(RECORDS SHOWN)
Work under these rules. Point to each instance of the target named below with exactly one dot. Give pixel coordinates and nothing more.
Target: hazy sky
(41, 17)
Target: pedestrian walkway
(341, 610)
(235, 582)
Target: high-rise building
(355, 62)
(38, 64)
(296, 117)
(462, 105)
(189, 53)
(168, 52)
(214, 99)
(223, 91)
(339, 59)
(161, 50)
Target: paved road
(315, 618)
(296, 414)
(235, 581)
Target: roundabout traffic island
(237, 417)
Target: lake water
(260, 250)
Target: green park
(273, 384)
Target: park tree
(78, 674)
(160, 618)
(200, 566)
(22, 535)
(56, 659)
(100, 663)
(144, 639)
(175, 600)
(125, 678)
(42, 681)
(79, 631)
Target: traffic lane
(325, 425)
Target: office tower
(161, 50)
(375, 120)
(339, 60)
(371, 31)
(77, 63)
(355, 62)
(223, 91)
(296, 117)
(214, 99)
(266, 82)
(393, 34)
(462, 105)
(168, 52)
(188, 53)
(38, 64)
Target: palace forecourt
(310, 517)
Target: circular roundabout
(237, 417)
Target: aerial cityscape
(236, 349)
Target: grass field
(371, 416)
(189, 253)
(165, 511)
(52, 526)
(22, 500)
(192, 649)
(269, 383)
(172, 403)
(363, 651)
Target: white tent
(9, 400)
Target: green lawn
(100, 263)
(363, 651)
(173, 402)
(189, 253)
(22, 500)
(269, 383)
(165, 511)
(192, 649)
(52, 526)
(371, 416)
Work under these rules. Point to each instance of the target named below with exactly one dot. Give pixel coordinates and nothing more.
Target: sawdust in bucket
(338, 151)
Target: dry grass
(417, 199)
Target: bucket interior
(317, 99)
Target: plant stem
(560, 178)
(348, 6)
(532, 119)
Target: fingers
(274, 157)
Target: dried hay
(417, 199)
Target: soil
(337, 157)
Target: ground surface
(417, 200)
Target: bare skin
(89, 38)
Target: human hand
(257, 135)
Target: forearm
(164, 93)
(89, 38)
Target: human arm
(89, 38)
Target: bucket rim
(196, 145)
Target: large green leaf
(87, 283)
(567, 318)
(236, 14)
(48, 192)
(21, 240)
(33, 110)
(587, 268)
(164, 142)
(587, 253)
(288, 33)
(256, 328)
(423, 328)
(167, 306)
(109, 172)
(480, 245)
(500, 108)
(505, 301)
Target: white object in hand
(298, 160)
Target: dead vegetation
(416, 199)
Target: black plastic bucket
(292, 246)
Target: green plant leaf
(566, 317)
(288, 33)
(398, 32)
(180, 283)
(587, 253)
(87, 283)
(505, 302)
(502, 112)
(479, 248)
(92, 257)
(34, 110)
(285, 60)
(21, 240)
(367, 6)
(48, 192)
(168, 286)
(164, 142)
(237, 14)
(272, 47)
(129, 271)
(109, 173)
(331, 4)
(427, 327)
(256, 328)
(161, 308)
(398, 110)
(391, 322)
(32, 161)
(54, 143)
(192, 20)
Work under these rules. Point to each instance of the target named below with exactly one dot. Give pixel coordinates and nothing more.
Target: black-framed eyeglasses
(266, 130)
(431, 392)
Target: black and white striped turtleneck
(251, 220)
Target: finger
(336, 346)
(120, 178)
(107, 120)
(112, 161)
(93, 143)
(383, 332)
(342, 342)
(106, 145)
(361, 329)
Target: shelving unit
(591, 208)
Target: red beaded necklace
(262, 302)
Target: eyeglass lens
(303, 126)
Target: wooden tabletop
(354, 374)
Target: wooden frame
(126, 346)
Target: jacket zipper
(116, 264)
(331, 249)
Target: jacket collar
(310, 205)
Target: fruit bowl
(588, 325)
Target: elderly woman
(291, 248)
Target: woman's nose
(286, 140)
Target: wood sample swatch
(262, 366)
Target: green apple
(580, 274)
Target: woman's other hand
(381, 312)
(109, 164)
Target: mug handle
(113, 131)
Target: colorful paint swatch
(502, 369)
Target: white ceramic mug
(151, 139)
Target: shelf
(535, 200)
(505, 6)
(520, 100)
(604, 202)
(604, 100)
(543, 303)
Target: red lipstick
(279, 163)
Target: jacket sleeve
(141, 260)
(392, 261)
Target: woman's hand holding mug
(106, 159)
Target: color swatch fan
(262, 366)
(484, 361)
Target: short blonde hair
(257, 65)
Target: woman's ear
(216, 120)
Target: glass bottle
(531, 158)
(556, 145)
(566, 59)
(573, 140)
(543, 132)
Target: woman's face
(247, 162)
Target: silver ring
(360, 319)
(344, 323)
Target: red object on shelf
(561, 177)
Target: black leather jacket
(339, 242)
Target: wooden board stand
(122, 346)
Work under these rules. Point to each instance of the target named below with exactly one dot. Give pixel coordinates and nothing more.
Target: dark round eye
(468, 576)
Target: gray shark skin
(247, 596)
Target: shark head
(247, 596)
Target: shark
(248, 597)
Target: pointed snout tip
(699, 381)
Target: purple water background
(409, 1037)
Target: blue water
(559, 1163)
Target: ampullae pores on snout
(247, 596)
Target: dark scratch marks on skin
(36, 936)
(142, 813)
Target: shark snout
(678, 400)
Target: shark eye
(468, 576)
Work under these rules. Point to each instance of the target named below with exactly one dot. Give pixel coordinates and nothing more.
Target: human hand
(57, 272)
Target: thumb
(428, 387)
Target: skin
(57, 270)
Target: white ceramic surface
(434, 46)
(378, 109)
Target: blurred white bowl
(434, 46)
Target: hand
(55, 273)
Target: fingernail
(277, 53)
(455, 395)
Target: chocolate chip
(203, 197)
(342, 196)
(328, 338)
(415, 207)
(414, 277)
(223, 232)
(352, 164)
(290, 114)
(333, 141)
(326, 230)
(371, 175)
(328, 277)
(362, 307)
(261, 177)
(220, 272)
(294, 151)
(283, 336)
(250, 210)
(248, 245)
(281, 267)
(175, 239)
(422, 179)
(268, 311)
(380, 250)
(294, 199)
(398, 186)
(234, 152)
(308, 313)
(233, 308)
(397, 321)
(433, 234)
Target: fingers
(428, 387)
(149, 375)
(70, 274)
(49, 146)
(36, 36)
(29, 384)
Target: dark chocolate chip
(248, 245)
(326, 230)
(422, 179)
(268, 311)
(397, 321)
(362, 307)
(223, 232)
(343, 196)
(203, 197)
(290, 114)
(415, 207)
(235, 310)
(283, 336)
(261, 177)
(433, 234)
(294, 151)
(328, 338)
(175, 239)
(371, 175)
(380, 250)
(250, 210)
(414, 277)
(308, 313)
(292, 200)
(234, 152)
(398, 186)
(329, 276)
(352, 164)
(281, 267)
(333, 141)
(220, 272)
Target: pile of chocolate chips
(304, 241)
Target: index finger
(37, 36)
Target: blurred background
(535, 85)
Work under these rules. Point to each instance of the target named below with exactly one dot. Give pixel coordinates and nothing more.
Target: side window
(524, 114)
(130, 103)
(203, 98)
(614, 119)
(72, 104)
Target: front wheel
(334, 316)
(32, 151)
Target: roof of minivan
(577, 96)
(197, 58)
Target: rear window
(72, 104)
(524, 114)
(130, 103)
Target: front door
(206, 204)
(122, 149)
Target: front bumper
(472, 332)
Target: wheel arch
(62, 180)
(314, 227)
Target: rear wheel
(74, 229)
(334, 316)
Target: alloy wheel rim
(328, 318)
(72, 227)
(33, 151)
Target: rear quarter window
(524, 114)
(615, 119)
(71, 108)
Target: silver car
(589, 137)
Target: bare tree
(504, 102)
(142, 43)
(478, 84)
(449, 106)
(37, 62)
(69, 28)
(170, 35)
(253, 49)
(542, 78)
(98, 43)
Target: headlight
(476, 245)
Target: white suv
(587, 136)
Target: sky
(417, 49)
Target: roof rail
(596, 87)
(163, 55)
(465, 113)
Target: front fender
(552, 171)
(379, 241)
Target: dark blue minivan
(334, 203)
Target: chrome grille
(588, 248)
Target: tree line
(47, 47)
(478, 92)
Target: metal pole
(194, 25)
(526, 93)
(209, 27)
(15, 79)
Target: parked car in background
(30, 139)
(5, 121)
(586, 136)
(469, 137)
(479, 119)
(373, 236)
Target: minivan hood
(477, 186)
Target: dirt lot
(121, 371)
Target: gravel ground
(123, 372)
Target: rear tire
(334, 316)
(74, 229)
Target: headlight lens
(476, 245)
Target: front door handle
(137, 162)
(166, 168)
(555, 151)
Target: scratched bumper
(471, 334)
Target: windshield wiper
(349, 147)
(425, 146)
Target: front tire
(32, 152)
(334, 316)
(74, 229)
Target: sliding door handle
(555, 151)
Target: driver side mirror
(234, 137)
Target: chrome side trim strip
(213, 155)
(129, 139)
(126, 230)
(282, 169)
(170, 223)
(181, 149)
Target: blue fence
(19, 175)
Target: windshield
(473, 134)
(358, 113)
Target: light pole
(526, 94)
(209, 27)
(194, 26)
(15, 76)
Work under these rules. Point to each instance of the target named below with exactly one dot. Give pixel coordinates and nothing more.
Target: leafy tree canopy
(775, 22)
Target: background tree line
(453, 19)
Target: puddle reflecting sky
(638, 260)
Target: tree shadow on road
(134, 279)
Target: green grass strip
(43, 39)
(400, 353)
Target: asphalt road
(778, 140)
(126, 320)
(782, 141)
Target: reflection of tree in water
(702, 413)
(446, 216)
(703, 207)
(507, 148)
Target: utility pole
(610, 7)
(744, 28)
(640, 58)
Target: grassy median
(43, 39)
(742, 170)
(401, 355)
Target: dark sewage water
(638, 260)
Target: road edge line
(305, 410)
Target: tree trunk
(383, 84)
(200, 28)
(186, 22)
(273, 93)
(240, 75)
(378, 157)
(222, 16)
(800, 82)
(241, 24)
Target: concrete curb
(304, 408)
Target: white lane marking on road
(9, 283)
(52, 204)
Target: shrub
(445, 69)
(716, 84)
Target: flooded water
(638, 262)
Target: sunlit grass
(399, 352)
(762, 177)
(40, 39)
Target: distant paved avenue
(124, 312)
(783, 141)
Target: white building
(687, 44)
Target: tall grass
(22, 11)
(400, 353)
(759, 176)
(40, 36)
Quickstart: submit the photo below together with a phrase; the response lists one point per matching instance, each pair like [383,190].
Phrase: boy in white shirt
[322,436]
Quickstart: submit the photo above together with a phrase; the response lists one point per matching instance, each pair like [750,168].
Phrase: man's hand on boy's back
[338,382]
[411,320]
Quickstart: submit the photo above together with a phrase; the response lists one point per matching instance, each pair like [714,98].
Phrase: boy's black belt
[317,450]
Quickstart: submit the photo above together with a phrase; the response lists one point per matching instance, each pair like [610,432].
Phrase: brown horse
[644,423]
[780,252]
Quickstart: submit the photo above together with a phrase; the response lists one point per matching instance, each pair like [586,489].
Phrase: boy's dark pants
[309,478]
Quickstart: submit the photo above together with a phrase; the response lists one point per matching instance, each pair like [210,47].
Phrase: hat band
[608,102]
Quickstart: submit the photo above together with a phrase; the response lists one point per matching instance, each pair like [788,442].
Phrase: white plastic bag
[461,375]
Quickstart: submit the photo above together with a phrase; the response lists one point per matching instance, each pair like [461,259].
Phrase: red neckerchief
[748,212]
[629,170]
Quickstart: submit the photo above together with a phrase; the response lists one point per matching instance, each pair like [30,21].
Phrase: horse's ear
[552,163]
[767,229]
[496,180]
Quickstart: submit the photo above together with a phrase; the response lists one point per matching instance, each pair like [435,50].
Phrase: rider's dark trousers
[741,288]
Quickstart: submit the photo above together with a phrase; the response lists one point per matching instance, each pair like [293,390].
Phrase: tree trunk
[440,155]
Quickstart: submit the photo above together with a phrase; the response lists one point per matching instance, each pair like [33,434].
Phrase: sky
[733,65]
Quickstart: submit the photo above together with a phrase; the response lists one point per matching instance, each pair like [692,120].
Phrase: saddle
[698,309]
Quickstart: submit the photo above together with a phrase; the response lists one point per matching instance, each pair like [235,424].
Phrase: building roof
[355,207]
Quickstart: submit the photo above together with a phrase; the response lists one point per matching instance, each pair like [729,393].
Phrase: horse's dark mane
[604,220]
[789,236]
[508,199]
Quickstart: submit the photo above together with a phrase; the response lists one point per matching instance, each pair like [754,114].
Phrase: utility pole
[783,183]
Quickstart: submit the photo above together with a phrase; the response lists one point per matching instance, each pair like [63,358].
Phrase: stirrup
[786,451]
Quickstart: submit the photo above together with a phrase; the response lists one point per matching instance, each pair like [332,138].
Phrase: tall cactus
(End RECORDS SHOWN)
[WORK INSTRUCTION] From the records above, copy out the line with "Target: white building", the line with "Quickstart: submit the photo below", and every line between them, word for word.

[ANSWER TO THIS EXERCISE]
Target: white building
(687, 44)
Target: tall grass
(22, 11)
(400, 353)
(759, 176)
(40, 36)
Quickstart: submit the photo below together with a phrase; the response lists one point per matching instance, each pair like [383,190].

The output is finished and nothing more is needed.